What is asked: Copy out the lines of the material word for word, starting at the line that contains "Target: cream painted wall" and ending at the last line of the material.

Material supplied:
::::

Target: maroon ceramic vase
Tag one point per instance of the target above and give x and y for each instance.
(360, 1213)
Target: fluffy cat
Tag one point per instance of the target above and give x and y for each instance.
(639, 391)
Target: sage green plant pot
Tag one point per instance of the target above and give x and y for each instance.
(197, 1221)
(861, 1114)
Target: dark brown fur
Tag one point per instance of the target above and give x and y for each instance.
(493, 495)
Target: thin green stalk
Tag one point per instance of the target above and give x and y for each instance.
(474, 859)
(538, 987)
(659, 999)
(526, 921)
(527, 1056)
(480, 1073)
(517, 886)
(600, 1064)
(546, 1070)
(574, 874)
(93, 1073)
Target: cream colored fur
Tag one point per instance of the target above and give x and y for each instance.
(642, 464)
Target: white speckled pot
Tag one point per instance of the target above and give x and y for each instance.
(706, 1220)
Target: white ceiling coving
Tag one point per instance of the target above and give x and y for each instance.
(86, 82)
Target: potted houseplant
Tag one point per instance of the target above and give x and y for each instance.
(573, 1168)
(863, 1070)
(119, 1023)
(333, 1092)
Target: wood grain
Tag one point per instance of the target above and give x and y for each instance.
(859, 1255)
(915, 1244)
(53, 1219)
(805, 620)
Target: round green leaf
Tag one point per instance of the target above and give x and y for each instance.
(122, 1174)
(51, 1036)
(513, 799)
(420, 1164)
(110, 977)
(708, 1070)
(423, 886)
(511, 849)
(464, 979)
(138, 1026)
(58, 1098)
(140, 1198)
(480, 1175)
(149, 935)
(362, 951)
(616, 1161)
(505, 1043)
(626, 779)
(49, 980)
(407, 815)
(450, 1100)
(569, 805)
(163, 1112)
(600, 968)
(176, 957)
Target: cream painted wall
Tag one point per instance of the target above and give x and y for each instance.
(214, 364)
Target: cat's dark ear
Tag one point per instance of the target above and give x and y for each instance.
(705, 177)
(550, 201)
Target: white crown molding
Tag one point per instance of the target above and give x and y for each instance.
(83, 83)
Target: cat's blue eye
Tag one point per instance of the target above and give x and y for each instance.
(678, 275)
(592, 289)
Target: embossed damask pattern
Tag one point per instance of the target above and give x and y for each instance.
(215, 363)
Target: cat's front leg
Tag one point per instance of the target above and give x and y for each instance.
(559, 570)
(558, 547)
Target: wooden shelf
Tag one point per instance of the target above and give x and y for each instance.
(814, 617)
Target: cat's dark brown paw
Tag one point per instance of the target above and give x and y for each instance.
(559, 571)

::::

Full output:
Target: cream painted wall
Tag one point per instance of the target above and give x and y for each instance.
(214, 364)
Target: cat's dark ear
Tag one point per instance of the target above and give x and y for each instance.
(705, 177)
(550, 201)
Target: white crown molding
Tag one point per instance of the target above and give x and y for each instance.
(83, 83)
Target: cat's blue eye
Tag one point per instance of the target above and give x and y for each instance.
(678, 275)
(592, 289)
Target: embossed damask pattern
Tag one point per instance of the target above and give x and y for each instance.
(215, 363)
Target: cat's front leg
Tag one point per instance of the target above and give x and y for each instance.
(559, 570)
(558, 547)
Target: wooden shelf
Tag one point per instance of the target above and give x and y for each instance.
(814, 617)
Target: cat's dark brown paw
Tag one point per instance of the target above and give x and y for each instance.
(559, 571)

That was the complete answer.